Copy each of the following items word for word, leaving out the pictures.

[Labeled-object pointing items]

※

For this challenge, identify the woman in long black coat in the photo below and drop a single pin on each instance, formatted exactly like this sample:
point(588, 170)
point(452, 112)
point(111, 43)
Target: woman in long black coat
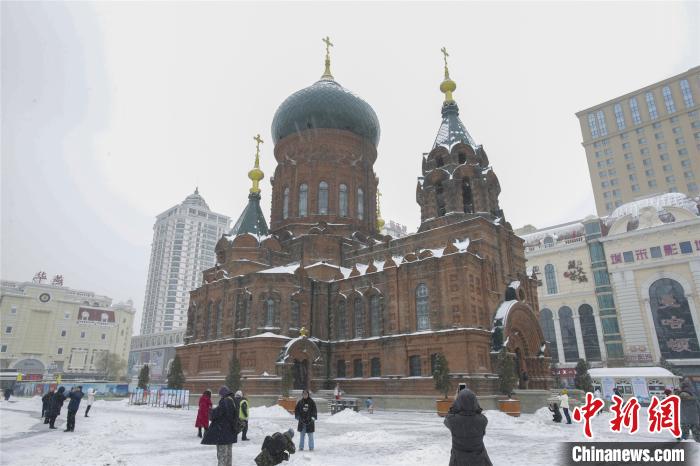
point(55, 407)
point(468, 427)
point(223, 429)
point(305, 412)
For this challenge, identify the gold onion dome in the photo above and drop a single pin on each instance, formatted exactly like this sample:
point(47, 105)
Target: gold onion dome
point(256, 175)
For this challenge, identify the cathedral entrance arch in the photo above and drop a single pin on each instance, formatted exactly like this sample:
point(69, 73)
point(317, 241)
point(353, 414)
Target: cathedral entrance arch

※

FULL RESPONSE:
For this challenge, identify the woman in long black coat in the photo below and drop a single pin on each instance, formatted exactly like this sample:
point(588, 170)
point(452, 112)
point(111, 43)
Target: woman in long black coat
point(55, 407)
point(468, 427)
point(223, 429)
point(305, 412)
For this challenge, identify the gold onion dome in the photo above and drop a single pin on each instance, formatted exactly like this sample:
point(47, 105)
Target: gold onion dome
point(256, 175)
For this challenge, identify the cathedral entrance arch in the photo above and drop a single pin on each instance, formatted exactly like this sample:
point(69, 73)
point(317, 241)
point(353, 414)
Target: cathedral entrance arch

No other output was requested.